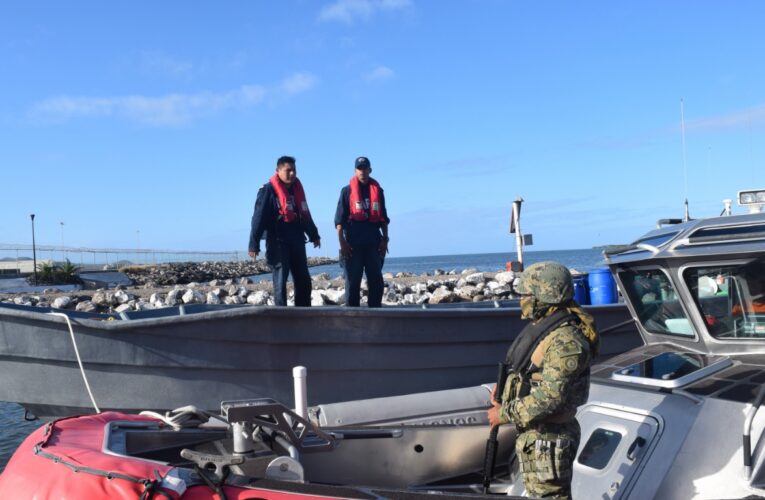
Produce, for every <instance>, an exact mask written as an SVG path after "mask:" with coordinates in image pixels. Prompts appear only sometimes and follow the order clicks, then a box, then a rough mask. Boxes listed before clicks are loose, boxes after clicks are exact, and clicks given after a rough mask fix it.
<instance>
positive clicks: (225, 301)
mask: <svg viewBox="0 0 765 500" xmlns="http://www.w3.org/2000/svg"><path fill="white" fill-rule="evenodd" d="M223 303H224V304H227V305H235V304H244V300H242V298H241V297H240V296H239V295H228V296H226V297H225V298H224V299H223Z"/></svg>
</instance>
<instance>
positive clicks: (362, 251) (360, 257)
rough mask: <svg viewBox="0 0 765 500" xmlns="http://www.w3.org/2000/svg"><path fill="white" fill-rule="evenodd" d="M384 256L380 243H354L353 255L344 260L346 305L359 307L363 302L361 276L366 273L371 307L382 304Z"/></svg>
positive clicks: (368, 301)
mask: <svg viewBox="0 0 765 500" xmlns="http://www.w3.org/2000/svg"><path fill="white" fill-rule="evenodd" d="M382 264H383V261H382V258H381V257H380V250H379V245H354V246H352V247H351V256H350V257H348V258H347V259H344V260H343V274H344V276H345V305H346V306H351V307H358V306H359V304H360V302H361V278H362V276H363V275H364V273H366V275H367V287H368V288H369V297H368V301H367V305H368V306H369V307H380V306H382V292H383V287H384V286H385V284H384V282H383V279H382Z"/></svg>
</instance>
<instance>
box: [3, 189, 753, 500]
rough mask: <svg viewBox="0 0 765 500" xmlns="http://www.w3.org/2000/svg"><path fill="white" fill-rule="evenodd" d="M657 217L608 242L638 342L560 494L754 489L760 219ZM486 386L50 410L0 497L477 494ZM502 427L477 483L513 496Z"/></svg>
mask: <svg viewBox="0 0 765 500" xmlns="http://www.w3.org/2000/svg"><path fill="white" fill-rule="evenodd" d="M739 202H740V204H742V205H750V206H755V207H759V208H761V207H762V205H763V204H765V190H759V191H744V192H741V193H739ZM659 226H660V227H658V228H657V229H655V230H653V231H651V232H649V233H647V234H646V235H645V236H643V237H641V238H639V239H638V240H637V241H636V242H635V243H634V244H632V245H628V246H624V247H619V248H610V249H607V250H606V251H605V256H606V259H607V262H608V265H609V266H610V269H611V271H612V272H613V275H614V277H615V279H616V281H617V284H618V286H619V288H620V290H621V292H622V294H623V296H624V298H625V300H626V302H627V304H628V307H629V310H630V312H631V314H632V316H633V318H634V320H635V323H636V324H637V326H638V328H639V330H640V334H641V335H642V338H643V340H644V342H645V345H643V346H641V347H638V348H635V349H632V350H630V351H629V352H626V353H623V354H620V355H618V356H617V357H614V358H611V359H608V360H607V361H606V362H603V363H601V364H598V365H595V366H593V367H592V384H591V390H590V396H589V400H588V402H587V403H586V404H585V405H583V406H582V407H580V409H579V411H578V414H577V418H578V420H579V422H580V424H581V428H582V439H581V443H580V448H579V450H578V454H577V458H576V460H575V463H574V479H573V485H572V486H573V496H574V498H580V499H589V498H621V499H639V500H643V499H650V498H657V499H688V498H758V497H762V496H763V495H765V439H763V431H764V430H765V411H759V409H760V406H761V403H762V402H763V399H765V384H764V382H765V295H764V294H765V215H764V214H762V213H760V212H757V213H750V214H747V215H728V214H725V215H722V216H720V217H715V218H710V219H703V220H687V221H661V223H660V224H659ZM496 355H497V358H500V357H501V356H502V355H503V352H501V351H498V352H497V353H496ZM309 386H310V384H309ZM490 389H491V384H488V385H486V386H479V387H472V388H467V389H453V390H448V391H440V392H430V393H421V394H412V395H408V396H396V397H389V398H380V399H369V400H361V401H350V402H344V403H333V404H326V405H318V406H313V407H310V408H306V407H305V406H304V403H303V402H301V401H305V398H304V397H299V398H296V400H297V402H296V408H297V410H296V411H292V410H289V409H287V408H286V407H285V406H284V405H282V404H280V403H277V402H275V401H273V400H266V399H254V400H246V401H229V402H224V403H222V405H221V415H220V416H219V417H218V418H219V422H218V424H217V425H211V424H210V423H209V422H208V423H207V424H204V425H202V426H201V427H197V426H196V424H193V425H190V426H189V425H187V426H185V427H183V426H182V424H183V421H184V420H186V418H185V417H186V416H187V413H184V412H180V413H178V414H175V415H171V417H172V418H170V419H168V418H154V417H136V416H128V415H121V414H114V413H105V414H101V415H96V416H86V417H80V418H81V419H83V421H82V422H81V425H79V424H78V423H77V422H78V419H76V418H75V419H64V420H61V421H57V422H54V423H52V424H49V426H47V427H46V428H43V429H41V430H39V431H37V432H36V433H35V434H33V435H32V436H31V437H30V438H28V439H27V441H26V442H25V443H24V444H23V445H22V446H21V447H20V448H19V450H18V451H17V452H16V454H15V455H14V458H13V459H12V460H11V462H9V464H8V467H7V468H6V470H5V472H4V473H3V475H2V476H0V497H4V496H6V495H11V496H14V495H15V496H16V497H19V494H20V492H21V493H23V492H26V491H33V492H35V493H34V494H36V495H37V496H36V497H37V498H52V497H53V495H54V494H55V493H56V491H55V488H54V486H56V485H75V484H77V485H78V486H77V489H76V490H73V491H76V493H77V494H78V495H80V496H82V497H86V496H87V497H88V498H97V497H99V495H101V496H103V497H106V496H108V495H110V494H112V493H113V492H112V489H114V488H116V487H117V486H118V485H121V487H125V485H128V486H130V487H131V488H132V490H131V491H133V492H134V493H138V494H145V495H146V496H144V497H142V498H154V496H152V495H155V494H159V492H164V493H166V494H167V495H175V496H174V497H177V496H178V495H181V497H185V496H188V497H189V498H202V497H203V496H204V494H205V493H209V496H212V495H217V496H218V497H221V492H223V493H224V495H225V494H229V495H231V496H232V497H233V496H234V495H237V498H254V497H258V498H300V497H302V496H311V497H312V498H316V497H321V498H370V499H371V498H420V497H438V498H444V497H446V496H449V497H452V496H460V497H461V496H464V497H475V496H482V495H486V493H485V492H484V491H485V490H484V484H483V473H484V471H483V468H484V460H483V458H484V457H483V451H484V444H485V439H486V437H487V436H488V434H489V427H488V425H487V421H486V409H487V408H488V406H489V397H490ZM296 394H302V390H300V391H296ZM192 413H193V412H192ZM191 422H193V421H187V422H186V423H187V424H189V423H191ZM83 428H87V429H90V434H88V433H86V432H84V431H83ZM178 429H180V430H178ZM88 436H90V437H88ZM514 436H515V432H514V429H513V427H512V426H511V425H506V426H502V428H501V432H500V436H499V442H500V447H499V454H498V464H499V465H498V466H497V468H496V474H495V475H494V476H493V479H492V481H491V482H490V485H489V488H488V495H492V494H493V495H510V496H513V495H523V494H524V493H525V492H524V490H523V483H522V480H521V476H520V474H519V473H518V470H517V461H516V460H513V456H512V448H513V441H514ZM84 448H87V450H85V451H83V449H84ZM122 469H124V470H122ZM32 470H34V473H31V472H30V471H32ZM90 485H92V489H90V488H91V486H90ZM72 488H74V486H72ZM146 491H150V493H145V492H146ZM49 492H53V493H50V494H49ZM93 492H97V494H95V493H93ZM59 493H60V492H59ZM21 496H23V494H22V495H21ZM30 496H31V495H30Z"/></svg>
========================================================================
Make an exact copy of the listing above. Do not include the pictures.

Produce, for every <instance>, an exact mask written as an SVG path after "mask:" with coordinates in image pixels. Prompts appear only sometimes and follow the order clicks, then a box, then a rough mask. Boxes listed before clicks are loose, boxes after clicks are exact, and clicks given after a rough mask fix it.
<instance>
positive clicks: (225, 301)
mask: <svg viewBox="0 0 765 500" xmlns="http://www.w3.org/2000/svg"><path fill="white" fill-rule="evenodd" d="M223 303H224V304H227V305H235V304H244V300H242V298H241V297H240V296H239V295H228V296H226V297H225V298H224V299H223Z"/></svg>
</instance>
<instance>
positive clicks: (362, 251) (360, 257)
rough mask: <svg viewBox="0 0 765 500" xmlns="http://www.w3.org/2000/svg"><path fill="white" fill-rule="evenodd" d="M384 256L380 243H354L353 255L344 260L346 305L359 307L363 302L361 276L366 273L371 307L382 304Z"/></svg>
positive clicks: (368, 301)
mask: <svg viewBox="0 0 765 500" xmlns="http://www.w3.org/2000/svg"><path fill="white" fill-rule="evenodd" d="M382 264H383V261H382V258H381V257H380V250H379V245H354V246H352V247H351V256H350V257H348V258H347V259H344V260H343V274H344V276H345V305H346V306H351V307H358V306H359V304H360V302H361V278H362V276H363V275H364V273H366V275H367V287H368V288H369V297H368V301H367V305H368V306H369V307H380V306H382V292H383V287H384V286H385V284H384V282H383V279H382Z"/></svg>
</instance>
<instance>
box: [3, 189, 753, 500]
rough mask: <svg viewBox="0 0 765 500" xmlns="http://www.w3.org/2000/svg"><path fill="white" fill-rule="evenodd" d="M657 217L608 242L638 342L560 494L754 489L760 219ZM486 386L50 410L0 497L477 494ZM502 427L477 483L513 496Z"/></svg>
mask: <svg viewBox="0 0 765 500" xmlns="http://www.w3.org/2000/svg"><path fill="white" fill-rule="evenodd" d="M739 202H740V204H742V205H750V206H755V207H759V208H761V207H762V205H763V204H765V190H759V191H744V192H741V193H739ZM659 226H660V227H658V228H657V229H655V230H653V231H651V232H649V233H647V234H646V235H645V236H643V237H641V238H639V239H638V240H637V241H636V242H635V243H634V244H632V245H628V246H624V247H619V248H610V249H607V250H606V251H605V256H606V259H607V262H608V265H609V266H610V269H611V271H612V272H613V275H614V277H615V279H616V281H617V284H618V286H619V288H620V290H621V292H622V294H623V296H624V298H625V300H626V302H627V304H628V307H629V310H630V312H631V314H632V316H633V318H634V320H635V323H636V324H637V326H638V328H639V330H640V334H641V335H642V338H643V340H644V342H645V345H643V346H641V347H638V348H635V349H632V350H630V351H629V352H626V353H623V354H620V355H618V356H617V357H614V358H611V359H608V360H607V361H606V362H603V363H601V364H598V365H595V366H593V367H592V384H591V390H590V396H589V400H588V402H587V403H586V404H585V405H583V406H582V407H580V409H579V411H578V414H577V418H578V420H579V422H580V424H581V428H582V439H581V443H580V448H579V450H578V454H577V458H576V460H575V463H574V479H573V485H572V486H573V496H574V498H580V499H589V498H621V499H639V500H643V499H650V498H657V499H688V498H758V497H762V496H763V495H765V439H763V431H764V430H765V411H759V409H760V406H761V403H762V402H763V399H765V384H764V382H765V295H764V294H765V215H764V214H762V213H760V212H757V213H750V214H747V215H728V214H725V215H722V216H720V217H715V218H710V219H703V220H687V221H661V223H660V224H659ZM496 355H497V358H500V357H501V356H502V355H503V352H501V351H498V352H497V353H496ZM309 386H310V384H309ZM490 389H491V384H488V385H486V386H479V387H472V388H467V389H453V390H448V391H440V392H430V393H421V394H412V395H408V396H396V397H389V398H380V399H369V400H361V401H350V402H344V403H333V404H326V405H318V406H313V407H310V408H306V407H305V406H304V403H303V402H301V401H305V398H304V397H299V398H296V400H297V402H296V408H297V410H296V411H292V410H289V409H287V408H286V407H285V406H284V405H282V404H280V403H277V402H275V401H273V400H266V399H254V400H246V401H229V402H224V403H222V405H221V415H220V416H219V417H218V418H219V422H218V424H217V425H211V424H210V423H209V422H208V423H207V424H204V425H202V426H201V427H197V426H196V424H193V425H190V426H189V425H187V426H185V427H183V426H182V424H183V421H184V420H186V418H185V417H186V416H187V413H184V412H180V413H178V414H175V415H171V417H172V418H170V419H168V418H154V417H136V416H128V415H121V414H114V413H105V414H101V415H96V416H86V417H80V418H81V419H83V421H82V422H81V425H79V424H78V423H77V422H78V419H76V418H75V419H64V420H61V421H57V422H54V423H52V424H49V426H47V427H46V428H43V429H41V430H39V431H37V432H36V433H35V434H33V435H32V436H31V437H30V438H28V439H27V441H26V442H25V443H24V444H23V445H22V446H21V447H20V448H19V450H18V451H17V452H16V454H15V455H14V458H13V459H12V460H11V462H9V464H8V467H7V468H6V470H5V472H4V473H3V475H2V476H0V497H4V496H6V495H11V496H14V495H15V496H16V497H19V494H20V492H21V493H23V492H26V491H33V492H35V493H34V494H36V495H37V496H36V497H37V498H52V497H53V495H54V494H55V493H56V491H55V488H54V486H56V485H75V484H77V485H78V486H77V489H76V490H73V491H76V493H77V494H78V495H80V496H82V497H86V496H87V497H88V498H97V497H99V495H101V496H103V497H106V496H108V495H110V494H112V493H113V492H112V489H114V488H116V487H117V486H118V485H121V487H125V485H128V486H130V487H131V488H132V490H131V491H133V492H134V493H138V494H145V495H146V496H144V497H142V498H154V496H152V495H155V494H159V492H164V493H166V494H167V495H175V496H174V497H177V496H178V495H181V497H185V496H188V497H189V498H202V497H203V496H204V494H205V493H209V496H212V495H217V496H218V497H221V492H223V493H224V495H225V494H229V495H231V496H232V497H233V496H234V495H237V498H254V497H258V498H300V497H302V496H311V497H312V498H316V497H321V498H370V499H371V498H420V497H438V498H444V497H446V496H449V497H452V496H460V497H461V496H464V497H475V496H482V495H486V493H485V492H484V491H485V490H484V484H483V473H484V471H483V468H484V460H483V458H484V457H483V451H484V444H485V439H486V437H487V436H488V434H489V427H488V425H487V421H486V409H487V408H488V406H489V397H490ZM296 394H302V390H300V391H296ZM192 413H193V412H192ZM191 422H193V421H187V422H186V423H187V424H189V423H191ZM83 428H87V429H90V434H88V433H86V432H84V431H83ZM178 429H180V430H178ZM88 436H90V437H88ZM514 436H515V432H514V429H513V427H512V426H511V425H506V426H502V428H501V432H500V436H499V442H500V447H499V454H498V464H499V465H498V466H497V468H496V474H495V475H494V476H493V479H492V481H491V482H490V485H489V488H488V495H492V494H493V495H510V496H513V495H523V494H524V493H525V492H524V490H523V483H522V480H521V476H520V474H519V473H518V470H517V461H516V460H513V456H512V448H513V441H514ZM84 448H87V450H85V451H83V449H84ZM122 469H124V470H122ZM32 470H34V473H31V472H30V471H32ZM90 485H92V489H90V488H91V486H90ZM72 488H74V486H72ZM146 491H150V493H145V492H146ZM49 492H53V493H50V494H49ZM93 492H97V494H95V493H93ZM59 493H60V492H59ZM21 496H23V494H22V495H21ZM30 496H31V495H30Z"/></svg>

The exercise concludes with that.